### Page
Raspberry Pi - Any model with Bluetooth LE will do. I used a Pi 4, though a Pi Zero W would manage perfectly well.

The scale broadcasts its measurements as BLE advertisements. Unlike connected BLE devices that require pairing and a persistent connection, advertisement-based devices simply shout their data into the surrounding air. Anyone listening can pick it up. The scale has the operational security of a man on a megaphone.

Reverse-Engineering the Protocol

My first attempt used bleak, a popular Python BLE library. I could see the device advertising, but the high-level APIs abstracted away the manufacturer-specific data I actually needed. The scale wasn’t exposing GATT services in the conventional manner — all the interesting data lived in the advertisement packets themselves.

So I switched to aioblescan, which gives you raw HCI (Host Controller Interface) packets. This is the low-level interface between the Bluetooth controller and the host system, and it is where the fun begins, if your definition of fun accommodates hex dumps.

def parse_hci_packet(data: bytes) -> tuple[str | None, int | None, bytes | None]:
    """Parse raw HCI LE advertising packet."""
    if len(data) < 14 or data[0:2] != b'\x04\x3e':
        return None, None, None

    if data[3] != 0x02:  # Not LE Advertising Report
        return None, None, None

    adv_len = data[13]
    adv_data = data[14:14 + adv_len]

    device_name = None
    manufacturer_id = None
    manufacturer_data = None

    i = 0
    while i < len(adv_data):
        if i + 1 >= len(adv_data):
            break
        length = adv_data[i]
        if length == 0 or i + length >= len(adv_data):
            break
        ad_type = adv_data[i + 1]
        ad_value = adv_data[i + 2:i + 1 + length]

        if ad_type == 0x09:  # Complete Local Name
            device_name = ad_value.decode('utf-8')
        elif ad_type == 0xFF and len(ad_value) >= 2:  # Manufacturer Specific Data
            manufacturer_id = int.from_bytes(ad_value[0:2], "little")
            manufacturer_data = ad_value[2:]

        i += 1 + length

    return device_name, manufacturer_id, manufacturer_data

The BLE advertising data structure is a series of TLV (Type-Length-Value) entries. We want type 0xFF — manufacturer-specific data — which contains the actual scale reading.

The Byte Offset Saga

Getting the byte offsets right consumed several iterations and a quantity of dignity. My git history preserves the evidence:

f477996 Fix packet decoding: weight in data bytes, not manufacturer_id
28de4a4 Fix packet decoding: weight is in manufacturer ID field

I initially believed the weight was encoded in the manufacturer ID field (the first two bytes of the manufacturer-specific data). Then I believed the opposite. Both were wrong, though in interestingly different ways — I was consistently off by exactly one byte, which is the kind of systematic error that makes you feel like you’re nearly right when you’re actually just consistently wrong.

The actual layout, once I stopped theorising and started reading correctly:

Bytes	Description
0-1	Weight (big-endian, divide by 10 for kg)
2-3	Impedance (big-endian, divide by 10 for ohms; 0 = not measured)
4-5	User ID
6	Status: 0x20 = weight only, 0x21 = weight + impedance
7+	MAC address (ignored)

### Short exercise A
Repeat word for word the passage of the Bluetooth scale article between "I initially believed" and "just consistently wrong.", inclusive.
### Short exercise B
Gather every line of the rows below that contains the word "image", treating case as significant.
The Bluetooth scale article and the rows have no connection to each other.

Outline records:

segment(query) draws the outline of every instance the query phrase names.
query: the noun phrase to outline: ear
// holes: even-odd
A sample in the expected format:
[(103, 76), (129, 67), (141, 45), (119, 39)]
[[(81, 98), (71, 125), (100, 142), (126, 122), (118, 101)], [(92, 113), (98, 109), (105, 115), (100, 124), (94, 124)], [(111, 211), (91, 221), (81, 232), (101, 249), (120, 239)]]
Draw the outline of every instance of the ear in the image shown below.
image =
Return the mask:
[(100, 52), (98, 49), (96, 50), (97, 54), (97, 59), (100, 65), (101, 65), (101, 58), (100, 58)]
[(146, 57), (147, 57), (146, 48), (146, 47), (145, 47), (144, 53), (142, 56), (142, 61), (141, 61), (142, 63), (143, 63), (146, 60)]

### Response A
I initially believed the weight was encoded in the manufacturer ID field (the first two bytes of the manufacturer-specific data). Then I believed the opposite. Both were wrong, though in interestingly different ways — I was consistently off by exactly one byte, which is the kind of systematic error that makes you feel like you’re nearly right when you’re actually just consistently wrong.

### Response B
Draw the outline of every instance of the ear in the image shown below.
image =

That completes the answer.